══ EXTRACTED RECORDS

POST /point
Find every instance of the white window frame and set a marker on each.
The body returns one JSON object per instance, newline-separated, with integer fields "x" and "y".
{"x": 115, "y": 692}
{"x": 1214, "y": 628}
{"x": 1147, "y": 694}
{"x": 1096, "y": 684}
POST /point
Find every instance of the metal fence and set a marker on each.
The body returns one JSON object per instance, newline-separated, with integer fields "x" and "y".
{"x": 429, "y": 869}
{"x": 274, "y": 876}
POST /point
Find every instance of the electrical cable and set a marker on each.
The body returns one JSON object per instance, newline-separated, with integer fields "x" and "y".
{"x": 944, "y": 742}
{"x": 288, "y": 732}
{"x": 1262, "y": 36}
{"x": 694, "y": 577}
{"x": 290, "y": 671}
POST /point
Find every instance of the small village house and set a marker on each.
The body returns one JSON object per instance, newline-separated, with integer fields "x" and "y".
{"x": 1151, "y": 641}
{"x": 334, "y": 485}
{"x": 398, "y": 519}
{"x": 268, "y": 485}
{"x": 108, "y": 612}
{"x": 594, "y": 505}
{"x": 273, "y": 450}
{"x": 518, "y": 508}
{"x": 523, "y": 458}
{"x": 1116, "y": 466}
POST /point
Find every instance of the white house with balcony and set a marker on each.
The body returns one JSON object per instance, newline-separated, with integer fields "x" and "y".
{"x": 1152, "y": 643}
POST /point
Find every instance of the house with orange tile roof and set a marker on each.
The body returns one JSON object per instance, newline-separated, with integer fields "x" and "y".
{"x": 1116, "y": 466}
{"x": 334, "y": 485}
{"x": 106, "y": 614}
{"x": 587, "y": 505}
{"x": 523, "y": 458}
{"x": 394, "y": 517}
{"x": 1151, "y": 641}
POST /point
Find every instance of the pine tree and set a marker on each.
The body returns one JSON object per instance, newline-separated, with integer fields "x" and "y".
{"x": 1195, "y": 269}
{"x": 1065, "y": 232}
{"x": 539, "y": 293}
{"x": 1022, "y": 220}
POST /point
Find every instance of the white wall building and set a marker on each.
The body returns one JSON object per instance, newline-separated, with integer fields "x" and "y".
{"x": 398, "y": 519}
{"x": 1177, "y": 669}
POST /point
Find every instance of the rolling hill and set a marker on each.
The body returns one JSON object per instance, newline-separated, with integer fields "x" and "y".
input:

════

» **GIVEN EXERCISE**: Which lines of the records contain the word "white"? Return each of those lines in full, treating uppercase and lowercase as different.

» **RESPONSE TO THE TASK**:
Find every instance of the white window frame and set a marker on each.
Find every instance of the white house with balcony and set a marker on each.
Find every instance of the white wall building and set a marker on each.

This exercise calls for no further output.